### Source text:
§ §

I went out gloomily from the bar for a quick break. I missed smoking. I thought and took a stick from a street vendor across the street. That’s the 2nd indulgence that I had after the beer. I’m still busy thinking about my miserable life as a hopeless romantic single ” looking for someone else” when someone appeared also to be” looking for something else” . A woman opened the garbage bin infront of me and started digging those plastic cups from the bottom. I realized that she’s collecting plastics to sell. ” Pahingi po kahit limang piso pambili lang ng kanin. “ she said. I offered her to get some hotdog sandwich, my treat but she said that 5pesos will be enough to buy rice. She needs to get a good heavy dinner.

I stood there gaping as she took the 5 peso coin from my hand and walked to check the garbage bin standing at the next street.

OMG.How selfish I am! How can I be so consumed thinking ako na ang pinakakawawang tao sa buong mundo (o kahit sa buong malate na lang) Eh samantalang may mas worst pa ngang problema kesa sa paghahanap lang ng jowa! Tapos ako ano? para yun lang nagse-self pity na?Mmmmbobo ko!

That puts me back into sanity again. I threw the half consumed cigarette stick on the street and decided to END THIS BULL—-. And when I say Bull—-, it means stop the searching. Stop the whining. Stop complaining.Stop the waiting.

And just like that, I finally decided to STOP my insanity and JUST LEAVE the country.

TAMA NA. KUNG MERON, DARATING NA LANG YAN. But for now, I gotta do what’s best for me. I will sign the contract to work abroad and fly next week. It’s 3:45 am.I’ll just consume my last stub for a mineral water and go home by exactly 4am. I did my last march inside the bar and give myself my “last dance” as it played my much awaited song ” Shining Star.”

§ §

### Provided information:
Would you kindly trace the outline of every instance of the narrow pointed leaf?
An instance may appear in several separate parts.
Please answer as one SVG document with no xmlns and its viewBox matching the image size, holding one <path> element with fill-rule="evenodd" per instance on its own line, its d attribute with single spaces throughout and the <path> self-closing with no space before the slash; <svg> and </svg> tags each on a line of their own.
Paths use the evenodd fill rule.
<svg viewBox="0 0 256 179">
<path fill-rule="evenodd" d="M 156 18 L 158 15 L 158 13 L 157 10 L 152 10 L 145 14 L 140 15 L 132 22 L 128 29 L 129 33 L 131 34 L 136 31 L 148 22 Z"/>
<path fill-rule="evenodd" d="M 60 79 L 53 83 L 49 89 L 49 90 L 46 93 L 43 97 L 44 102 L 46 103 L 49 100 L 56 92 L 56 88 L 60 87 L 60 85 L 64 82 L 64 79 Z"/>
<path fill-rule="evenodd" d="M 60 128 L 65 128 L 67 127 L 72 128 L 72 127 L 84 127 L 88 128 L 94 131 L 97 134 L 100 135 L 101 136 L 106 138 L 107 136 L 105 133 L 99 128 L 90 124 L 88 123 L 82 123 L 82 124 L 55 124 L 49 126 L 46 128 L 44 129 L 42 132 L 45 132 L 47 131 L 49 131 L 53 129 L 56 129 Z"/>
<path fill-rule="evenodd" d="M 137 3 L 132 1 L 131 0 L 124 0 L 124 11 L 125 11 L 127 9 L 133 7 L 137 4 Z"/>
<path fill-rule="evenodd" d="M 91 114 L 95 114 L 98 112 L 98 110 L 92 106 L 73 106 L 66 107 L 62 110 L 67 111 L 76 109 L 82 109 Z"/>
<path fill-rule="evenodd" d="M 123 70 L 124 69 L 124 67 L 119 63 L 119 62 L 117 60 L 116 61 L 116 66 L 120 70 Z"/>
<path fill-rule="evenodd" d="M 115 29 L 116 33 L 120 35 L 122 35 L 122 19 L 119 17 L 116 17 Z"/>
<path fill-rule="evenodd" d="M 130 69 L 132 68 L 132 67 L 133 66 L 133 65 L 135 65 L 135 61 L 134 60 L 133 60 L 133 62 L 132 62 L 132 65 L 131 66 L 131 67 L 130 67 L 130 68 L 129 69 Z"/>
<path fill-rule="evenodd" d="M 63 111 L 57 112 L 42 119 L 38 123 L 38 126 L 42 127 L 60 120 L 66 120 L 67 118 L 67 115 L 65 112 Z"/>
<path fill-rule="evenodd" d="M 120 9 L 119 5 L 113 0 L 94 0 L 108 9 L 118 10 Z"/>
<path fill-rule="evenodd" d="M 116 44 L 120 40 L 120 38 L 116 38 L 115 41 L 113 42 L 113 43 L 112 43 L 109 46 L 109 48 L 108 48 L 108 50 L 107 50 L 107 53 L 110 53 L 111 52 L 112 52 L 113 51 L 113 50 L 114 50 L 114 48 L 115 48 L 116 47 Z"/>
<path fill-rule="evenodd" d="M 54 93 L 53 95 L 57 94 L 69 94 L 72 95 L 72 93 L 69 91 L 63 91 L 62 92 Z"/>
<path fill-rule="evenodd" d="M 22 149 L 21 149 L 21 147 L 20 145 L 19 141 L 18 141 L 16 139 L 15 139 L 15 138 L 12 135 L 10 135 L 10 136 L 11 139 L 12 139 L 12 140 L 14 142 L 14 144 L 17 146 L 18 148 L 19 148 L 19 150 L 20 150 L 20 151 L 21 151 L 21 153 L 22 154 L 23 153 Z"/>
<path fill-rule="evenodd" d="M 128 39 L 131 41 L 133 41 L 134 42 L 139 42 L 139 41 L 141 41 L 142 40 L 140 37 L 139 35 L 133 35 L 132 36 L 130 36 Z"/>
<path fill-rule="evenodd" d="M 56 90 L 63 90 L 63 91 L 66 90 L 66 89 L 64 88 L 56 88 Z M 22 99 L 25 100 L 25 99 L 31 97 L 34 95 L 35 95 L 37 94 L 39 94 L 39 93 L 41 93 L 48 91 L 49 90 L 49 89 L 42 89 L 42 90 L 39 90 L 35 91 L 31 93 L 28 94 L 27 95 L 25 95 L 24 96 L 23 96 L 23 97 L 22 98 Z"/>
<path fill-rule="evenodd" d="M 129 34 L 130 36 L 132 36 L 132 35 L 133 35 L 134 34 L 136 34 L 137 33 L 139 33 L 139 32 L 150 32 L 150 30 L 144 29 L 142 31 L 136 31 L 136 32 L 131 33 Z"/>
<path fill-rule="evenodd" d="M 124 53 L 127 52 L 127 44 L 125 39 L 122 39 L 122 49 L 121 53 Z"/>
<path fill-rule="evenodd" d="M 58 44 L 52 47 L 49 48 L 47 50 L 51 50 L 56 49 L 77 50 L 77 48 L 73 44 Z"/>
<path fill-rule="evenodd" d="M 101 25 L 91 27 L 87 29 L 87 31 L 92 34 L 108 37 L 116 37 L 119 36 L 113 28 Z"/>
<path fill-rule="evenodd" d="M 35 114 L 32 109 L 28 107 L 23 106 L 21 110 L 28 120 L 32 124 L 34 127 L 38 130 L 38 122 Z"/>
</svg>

§ §

### Problems:
1. For each statement, say yes or no on whether it agrees with the bar story, and quote the words from the story that decide it. (a) The woman took up the offer of a hotdog sandwich. (b) The narrator threw away the cigarette before finishing it. (c) The narrator plans to fly abroad next week.
2. Repeat word for word the part of the bar story that opens with the words containing "OMG.How selfish I" and closes with "LEAVE the country.".
The data here is separate material and has nothing to do with the bar story.

### Full answers:
1.
(a) No: "but she said that 5pesos will be enough to buy rice"
(b) Yes: "I threw the half consumed cigarette stick on the street"
(c) Yes: "I will sign the contract to work abroad and fly next week."

2.
OMG.How selfish I am! How can I be so consumed thinking ako na ang pinakakawawang tao sa buong mundo (o kahit sa buong malate na lang) Eh samantalang may mas worst pa ngang problema kesa sa paghahanap lang ng jowa! Tapos ako ano? para yun lang nagse-self pity na?Mmmmbobo ko!

That puts me back into sanity again. I threw the half consumed cigarette stick on the street and decided to END THIS BULL—-. And when I say Bull—-, it means stop the searching. Stop the whining. Stop complaining.Stop the waiting.

And just like that, I finally decided to STOP my insanity and JUST LEAVE the country.